[Records drawn from a dataset]
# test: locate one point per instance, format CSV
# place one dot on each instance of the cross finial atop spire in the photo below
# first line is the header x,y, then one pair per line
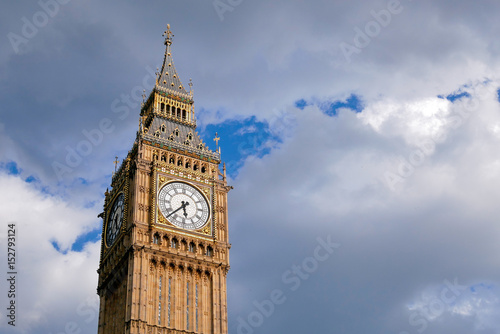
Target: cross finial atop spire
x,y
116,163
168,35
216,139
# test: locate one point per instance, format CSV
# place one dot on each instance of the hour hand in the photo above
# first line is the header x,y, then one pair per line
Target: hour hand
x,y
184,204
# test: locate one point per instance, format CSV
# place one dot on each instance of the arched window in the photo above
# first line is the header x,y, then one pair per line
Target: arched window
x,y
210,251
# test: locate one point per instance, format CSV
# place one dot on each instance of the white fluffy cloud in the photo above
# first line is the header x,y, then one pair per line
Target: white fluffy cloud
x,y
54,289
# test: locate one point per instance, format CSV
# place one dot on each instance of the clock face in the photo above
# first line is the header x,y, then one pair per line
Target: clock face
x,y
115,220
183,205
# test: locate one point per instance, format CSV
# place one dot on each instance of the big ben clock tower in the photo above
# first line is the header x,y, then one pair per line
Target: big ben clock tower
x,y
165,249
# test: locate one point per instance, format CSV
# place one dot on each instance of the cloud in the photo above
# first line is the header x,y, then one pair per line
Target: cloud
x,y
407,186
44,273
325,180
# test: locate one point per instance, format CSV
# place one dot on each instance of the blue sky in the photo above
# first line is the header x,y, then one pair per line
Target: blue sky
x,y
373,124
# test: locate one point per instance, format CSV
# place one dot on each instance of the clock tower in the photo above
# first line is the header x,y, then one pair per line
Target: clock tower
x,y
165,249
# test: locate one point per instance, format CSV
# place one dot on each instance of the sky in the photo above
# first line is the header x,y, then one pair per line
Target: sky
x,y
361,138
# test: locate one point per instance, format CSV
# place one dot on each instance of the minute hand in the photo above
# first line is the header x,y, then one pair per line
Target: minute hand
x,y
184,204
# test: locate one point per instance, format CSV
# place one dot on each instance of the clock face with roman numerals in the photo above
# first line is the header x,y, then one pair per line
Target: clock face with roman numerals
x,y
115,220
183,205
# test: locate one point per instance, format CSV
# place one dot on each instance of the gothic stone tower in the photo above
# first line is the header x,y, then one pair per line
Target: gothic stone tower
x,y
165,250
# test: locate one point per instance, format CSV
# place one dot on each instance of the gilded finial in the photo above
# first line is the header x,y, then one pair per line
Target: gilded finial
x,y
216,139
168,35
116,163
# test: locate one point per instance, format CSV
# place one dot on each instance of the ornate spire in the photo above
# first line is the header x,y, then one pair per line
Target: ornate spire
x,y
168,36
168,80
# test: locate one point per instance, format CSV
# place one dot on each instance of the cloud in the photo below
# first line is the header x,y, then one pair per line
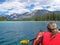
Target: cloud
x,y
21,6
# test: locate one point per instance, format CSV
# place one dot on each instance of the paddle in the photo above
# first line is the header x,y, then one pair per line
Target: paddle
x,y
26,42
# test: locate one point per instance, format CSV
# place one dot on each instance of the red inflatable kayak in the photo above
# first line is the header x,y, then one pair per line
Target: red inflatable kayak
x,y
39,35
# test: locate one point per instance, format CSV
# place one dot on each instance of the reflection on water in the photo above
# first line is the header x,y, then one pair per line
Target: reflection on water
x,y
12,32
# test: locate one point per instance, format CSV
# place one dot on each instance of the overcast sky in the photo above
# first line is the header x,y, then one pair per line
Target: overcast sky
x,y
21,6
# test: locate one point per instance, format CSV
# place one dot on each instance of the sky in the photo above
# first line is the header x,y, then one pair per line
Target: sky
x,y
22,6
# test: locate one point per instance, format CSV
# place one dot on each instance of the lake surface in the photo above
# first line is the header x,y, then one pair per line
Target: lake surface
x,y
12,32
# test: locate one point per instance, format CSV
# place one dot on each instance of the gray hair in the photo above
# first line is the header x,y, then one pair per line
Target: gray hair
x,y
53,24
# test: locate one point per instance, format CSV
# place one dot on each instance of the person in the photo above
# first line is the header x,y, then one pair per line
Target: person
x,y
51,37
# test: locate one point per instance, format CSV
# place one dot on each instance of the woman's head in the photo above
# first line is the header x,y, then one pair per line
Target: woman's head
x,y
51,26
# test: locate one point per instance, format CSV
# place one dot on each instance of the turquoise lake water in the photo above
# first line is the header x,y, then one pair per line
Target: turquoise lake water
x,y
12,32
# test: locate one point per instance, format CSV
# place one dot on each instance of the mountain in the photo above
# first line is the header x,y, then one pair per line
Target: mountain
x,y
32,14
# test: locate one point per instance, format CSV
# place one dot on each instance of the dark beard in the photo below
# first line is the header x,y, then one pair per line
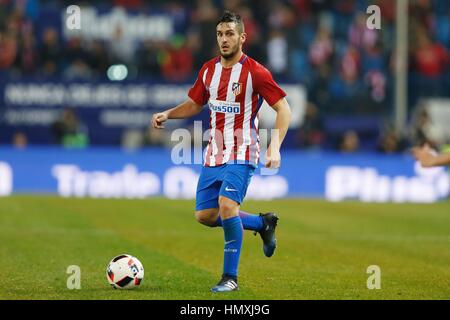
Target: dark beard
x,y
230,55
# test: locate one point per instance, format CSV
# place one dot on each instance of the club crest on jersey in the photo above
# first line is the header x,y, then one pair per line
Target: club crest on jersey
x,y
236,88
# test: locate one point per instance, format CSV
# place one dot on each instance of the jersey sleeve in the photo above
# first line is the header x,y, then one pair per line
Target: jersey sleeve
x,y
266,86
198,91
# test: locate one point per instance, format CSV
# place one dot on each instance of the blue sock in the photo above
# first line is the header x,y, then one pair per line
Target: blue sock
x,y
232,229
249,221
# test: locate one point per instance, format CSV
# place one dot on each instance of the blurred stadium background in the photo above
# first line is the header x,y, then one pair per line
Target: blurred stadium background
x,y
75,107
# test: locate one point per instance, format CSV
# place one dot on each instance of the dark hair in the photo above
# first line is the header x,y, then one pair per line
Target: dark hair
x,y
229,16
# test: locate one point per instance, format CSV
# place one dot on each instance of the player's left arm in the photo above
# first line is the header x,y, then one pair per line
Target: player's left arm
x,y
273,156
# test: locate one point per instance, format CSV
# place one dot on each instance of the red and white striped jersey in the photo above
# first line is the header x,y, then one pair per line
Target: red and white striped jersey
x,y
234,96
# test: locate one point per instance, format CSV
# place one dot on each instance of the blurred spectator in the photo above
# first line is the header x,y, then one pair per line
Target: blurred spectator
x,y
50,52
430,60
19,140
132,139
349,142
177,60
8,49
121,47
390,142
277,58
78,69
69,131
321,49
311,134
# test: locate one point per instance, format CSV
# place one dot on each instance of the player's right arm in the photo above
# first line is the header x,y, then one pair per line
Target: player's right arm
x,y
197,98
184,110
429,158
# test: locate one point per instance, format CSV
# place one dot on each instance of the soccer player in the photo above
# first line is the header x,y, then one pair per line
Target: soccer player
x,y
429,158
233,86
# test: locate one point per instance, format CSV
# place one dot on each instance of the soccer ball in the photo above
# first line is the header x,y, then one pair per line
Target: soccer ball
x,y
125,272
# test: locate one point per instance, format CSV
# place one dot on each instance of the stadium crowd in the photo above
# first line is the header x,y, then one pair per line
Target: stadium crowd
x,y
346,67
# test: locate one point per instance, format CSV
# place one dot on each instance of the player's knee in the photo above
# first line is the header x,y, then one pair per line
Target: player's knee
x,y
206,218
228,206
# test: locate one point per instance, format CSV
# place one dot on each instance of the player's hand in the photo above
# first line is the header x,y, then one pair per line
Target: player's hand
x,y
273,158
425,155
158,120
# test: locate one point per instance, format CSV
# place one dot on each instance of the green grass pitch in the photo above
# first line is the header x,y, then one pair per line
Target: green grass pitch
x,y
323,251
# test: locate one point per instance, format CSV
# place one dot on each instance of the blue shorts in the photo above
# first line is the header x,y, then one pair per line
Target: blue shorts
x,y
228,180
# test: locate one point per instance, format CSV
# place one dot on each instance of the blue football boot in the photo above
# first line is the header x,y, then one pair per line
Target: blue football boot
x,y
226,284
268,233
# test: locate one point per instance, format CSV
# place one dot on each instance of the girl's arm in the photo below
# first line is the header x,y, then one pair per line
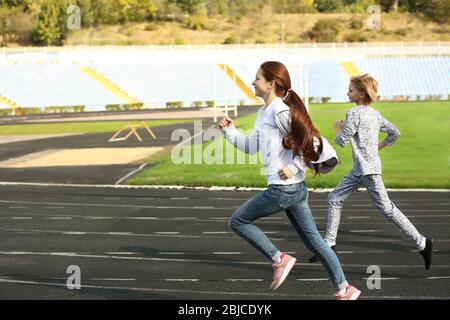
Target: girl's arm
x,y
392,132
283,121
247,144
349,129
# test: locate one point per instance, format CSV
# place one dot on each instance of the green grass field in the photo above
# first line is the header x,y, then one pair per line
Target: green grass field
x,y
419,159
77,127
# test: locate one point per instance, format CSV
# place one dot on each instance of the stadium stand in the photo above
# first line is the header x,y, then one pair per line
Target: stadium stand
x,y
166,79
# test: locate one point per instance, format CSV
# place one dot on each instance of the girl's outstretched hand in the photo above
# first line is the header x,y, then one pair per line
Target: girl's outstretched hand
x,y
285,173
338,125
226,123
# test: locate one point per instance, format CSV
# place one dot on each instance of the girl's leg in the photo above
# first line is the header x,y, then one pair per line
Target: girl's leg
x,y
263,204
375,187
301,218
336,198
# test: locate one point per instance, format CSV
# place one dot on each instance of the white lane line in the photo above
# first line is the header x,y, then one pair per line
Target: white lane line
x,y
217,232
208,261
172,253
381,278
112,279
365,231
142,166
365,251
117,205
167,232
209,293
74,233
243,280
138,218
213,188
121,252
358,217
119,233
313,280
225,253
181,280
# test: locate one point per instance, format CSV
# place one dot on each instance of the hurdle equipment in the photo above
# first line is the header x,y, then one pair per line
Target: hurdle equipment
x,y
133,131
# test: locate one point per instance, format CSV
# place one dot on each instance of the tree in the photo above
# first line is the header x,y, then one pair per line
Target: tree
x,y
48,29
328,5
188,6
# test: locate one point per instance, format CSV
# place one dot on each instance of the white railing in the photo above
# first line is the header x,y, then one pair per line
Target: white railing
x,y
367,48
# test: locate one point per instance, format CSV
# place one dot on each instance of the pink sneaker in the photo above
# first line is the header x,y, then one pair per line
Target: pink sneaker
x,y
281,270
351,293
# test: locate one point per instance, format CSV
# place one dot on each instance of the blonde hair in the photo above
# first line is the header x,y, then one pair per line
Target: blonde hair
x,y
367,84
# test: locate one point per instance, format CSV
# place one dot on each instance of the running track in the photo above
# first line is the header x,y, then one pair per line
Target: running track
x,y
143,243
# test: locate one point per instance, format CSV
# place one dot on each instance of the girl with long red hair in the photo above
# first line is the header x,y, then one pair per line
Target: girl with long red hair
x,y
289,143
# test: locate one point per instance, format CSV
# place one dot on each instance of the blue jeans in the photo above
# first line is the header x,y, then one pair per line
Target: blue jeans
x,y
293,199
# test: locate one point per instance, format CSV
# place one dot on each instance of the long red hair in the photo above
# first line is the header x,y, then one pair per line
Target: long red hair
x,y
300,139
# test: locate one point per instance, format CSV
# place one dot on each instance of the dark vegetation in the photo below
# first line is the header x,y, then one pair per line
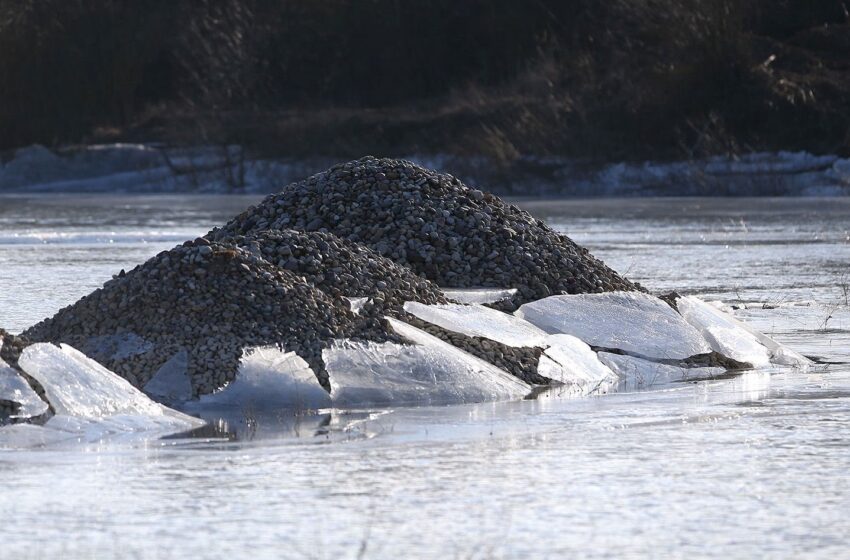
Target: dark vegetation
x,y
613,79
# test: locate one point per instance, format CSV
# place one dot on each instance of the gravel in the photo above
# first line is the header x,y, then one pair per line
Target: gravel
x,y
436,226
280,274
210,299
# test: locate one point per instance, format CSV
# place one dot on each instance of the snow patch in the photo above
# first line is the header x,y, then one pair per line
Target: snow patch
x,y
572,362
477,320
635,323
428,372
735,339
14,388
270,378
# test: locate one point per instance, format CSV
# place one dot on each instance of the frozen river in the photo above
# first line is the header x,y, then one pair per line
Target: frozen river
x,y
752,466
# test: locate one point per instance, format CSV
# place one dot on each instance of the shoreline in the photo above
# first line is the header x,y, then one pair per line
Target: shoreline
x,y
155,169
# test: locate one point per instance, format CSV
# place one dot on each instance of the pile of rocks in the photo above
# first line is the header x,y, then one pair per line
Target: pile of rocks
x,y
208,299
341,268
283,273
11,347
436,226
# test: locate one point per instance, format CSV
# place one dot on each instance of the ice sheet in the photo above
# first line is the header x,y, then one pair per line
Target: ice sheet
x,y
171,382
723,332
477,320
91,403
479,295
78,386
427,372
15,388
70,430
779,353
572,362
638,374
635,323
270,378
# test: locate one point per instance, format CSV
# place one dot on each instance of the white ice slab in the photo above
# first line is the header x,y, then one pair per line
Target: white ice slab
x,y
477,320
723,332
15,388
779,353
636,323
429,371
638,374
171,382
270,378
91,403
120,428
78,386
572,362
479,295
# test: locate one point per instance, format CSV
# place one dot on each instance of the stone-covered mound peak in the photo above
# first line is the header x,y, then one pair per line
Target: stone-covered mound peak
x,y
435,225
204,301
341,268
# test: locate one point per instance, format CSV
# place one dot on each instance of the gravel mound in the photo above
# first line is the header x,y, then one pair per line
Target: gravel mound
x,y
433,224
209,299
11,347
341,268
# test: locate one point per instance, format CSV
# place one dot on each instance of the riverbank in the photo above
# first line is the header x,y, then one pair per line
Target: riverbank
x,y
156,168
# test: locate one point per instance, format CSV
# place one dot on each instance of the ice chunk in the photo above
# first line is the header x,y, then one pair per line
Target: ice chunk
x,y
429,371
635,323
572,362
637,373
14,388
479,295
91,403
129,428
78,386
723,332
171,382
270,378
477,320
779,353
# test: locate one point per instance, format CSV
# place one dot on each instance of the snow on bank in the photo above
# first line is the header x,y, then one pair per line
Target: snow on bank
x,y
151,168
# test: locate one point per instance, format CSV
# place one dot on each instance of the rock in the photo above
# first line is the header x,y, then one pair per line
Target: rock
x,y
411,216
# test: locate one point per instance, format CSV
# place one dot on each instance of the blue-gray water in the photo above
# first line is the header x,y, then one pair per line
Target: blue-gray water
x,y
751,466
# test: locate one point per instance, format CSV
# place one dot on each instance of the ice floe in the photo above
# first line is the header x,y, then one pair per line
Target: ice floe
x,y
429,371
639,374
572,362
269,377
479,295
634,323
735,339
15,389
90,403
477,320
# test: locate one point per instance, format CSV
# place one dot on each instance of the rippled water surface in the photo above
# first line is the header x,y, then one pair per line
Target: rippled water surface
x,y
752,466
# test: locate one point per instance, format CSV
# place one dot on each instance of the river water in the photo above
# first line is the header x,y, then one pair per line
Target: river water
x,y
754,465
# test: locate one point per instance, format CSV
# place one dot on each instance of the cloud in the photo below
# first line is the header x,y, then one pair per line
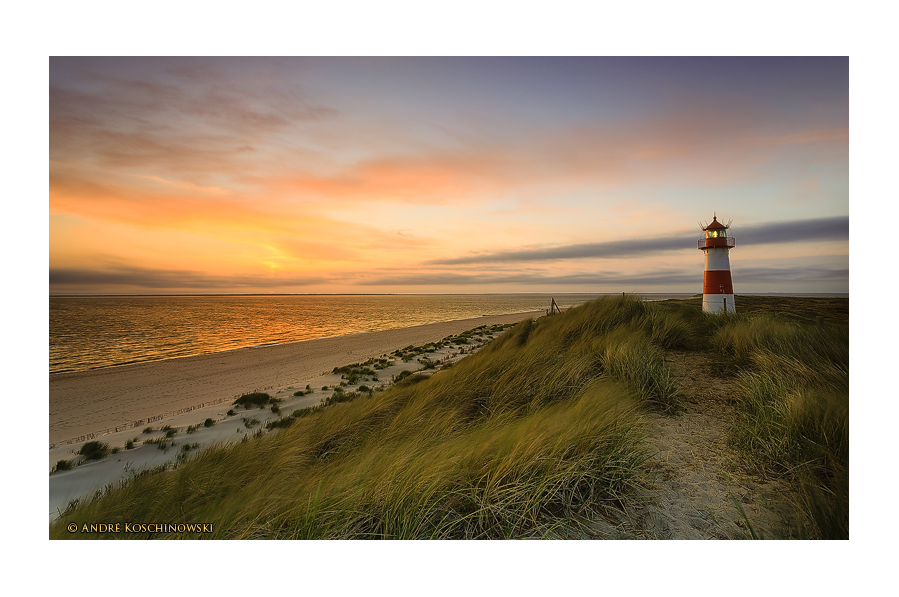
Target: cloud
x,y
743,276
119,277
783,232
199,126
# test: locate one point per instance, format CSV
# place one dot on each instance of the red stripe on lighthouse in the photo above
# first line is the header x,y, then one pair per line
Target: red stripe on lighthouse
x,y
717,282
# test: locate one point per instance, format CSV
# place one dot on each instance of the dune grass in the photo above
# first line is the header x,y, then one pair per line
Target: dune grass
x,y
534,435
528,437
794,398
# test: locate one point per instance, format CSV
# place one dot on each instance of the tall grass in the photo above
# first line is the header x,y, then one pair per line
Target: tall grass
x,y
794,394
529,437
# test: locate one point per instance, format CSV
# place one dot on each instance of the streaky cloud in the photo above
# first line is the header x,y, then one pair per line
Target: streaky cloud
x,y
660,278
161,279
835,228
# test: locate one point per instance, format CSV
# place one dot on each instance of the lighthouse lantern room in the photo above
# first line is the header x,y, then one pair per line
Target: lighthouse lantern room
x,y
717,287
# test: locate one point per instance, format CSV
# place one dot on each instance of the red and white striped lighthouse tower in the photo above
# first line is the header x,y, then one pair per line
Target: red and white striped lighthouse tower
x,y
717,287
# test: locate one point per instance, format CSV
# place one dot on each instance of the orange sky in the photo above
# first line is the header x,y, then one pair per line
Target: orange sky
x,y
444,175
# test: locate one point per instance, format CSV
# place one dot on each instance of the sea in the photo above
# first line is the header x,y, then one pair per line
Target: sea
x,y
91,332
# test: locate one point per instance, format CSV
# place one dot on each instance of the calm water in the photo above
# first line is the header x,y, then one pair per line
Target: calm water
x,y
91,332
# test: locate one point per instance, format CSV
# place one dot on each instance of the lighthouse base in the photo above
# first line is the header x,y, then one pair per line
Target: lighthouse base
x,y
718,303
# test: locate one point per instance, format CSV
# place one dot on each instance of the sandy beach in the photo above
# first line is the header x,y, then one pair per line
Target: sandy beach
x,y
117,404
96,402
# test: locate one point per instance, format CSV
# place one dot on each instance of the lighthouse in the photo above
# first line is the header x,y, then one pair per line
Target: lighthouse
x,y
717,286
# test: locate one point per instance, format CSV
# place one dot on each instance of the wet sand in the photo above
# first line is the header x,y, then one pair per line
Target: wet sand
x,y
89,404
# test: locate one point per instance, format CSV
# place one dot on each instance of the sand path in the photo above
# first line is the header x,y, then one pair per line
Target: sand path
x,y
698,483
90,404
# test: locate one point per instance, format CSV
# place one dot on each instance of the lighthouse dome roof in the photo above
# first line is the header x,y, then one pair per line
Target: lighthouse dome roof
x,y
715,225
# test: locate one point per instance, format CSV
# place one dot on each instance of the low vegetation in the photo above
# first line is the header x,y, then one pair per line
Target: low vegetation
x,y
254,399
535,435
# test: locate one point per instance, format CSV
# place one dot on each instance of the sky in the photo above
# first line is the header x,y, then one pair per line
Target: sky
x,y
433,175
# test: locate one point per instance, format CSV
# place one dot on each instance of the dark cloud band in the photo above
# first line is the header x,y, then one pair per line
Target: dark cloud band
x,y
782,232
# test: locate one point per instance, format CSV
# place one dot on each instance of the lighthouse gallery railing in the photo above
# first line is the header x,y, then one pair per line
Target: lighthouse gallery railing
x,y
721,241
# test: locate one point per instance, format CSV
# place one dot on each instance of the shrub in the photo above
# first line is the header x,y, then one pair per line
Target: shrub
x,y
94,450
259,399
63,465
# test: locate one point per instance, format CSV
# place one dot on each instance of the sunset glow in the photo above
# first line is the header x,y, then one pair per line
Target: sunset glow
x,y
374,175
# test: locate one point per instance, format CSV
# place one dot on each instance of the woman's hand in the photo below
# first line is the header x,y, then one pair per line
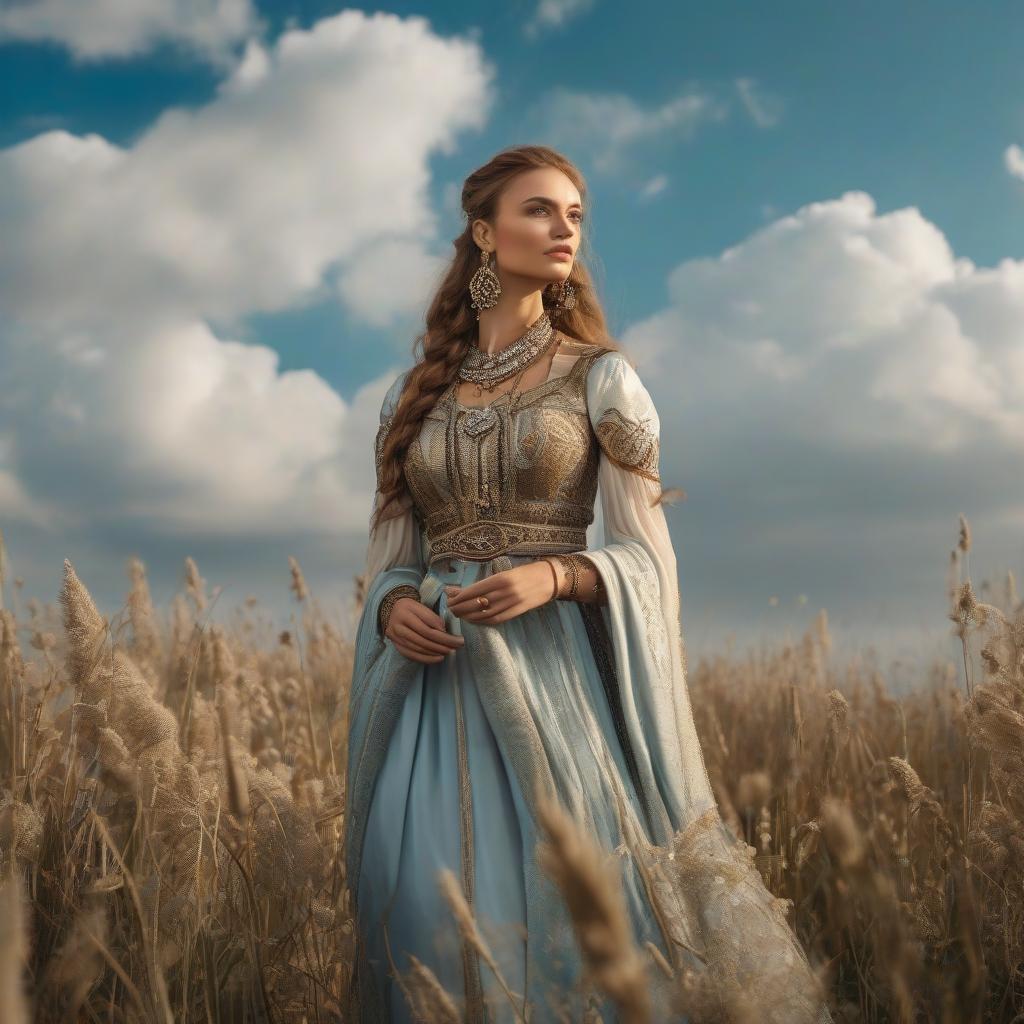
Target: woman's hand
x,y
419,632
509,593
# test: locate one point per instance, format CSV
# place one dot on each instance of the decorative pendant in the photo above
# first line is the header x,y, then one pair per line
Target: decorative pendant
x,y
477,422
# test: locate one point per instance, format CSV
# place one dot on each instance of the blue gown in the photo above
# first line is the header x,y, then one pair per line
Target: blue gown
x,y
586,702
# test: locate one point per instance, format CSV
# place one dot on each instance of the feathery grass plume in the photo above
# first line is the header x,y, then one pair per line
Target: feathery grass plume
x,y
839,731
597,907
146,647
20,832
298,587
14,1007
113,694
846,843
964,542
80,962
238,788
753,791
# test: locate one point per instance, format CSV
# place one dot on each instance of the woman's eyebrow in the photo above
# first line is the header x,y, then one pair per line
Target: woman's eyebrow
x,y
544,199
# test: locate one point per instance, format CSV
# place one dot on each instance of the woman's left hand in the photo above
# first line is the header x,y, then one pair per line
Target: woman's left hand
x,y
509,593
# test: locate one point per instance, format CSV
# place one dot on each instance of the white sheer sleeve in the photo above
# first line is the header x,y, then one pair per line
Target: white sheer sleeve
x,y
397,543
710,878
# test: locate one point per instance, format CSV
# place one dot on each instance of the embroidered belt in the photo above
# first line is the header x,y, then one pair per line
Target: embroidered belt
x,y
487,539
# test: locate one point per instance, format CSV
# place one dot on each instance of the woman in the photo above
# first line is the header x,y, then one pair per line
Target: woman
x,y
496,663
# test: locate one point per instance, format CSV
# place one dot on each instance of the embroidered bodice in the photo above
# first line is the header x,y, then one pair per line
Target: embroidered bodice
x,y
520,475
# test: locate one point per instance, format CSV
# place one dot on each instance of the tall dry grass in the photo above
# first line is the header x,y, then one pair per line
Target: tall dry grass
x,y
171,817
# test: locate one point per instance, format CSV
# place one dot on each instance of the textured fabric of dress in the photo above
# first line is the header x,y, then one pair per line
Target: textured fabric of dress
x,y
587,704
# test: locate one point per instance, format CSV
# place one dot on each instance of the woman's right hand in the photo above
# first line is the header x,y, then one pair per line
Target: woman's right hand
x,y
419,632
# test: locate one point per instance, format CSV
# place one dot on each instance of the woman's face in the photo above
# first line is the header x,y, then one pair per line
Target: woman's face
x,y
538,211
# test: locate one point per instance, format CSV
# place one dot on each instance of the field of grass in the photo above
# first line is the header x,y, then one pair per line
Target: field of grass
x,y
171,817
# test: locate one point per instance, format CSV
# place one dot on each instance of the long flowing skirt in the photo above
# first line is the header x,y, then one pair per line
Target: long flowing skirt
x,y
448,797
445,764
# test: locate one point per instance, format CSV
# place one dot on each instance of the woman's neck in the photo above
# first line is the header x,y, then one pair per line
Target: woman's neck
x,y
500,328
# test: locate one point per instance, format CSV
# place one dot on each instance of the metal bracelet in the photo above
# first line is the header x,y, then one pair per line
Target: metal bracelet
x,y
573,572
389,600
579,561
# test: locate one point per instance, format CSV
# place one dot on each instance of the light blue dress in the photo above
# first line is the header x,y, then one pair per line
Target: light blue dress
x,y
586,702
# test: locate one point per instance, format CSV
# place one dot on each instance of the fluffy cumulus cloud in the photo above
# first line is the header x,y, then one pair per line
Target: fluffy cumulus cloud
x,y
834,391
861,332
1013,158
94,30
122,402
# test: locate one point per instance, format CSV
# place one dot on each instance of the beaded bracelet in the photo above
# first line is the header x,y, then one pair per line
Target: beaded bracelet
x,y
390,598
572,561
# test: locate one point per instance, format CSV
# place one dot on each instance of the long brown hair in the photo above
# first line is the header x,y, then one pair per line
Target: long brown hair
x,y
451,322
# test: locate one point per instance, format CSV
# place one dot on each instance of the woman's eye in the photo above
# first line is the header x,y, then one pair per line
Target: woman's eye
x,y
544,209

[Work to complete]
In the entries above, find the line containing "Target: mountain" and the line containing "striped jersey in the photo above", then copy both and every line between them exactly, without any picture.

[Solution for this task]
Target: mountain
x,y
32,14
# test: locate one point per instance, format CSV
# place one dot on each instance of the dark beard in the photo below
# first line is the header x,y, then one pair per line
Target: dark beard
x,y
230,55
# test: locate one point per instance, format CSV
# place one dot on each instance of the club crest on jersey in the photo above
# first line is the header x,y, then one pair per line
Target: club crest on jersey
x,y
236,88
# test: locate one point per instance, format CSV
# place one dot on each instance of the jersey sleeve in the photo above
# first line is the header x,y, then one pair per line
Target: jersey sleeve
x,y
266,86
198,91
# test: locate one point per instance, format CSV
# place one dot on each instance of the blue sock in the photo above
# first line is the header x,y, then one pair per line
Target: blue sock
x,y
232,229
249,221
# test: locate one point per instance, format CSV
# place one dot on each instance of the blurred stadium background in the photo above
# first line is the header x,y, then one pair per line
Target: blurred stadium background
x,y
75,107
# test: locate one point per instance, format CSV
# place one dot on each instance of the dark hair in the photo above
# first line is the header x,y, then one pair per line
Target: dark hair
x,y
229,16
# test: locate one point per instance, format CSV
# place one dot on each instance of the player's left arm in the photo above
# first line is the header x,y, then one pair per line
Target: player's left arm
x,y
273,156
# test: locate one point per instance, format CSV
# place one dot on each instance of the red and white striped jersey in the photo above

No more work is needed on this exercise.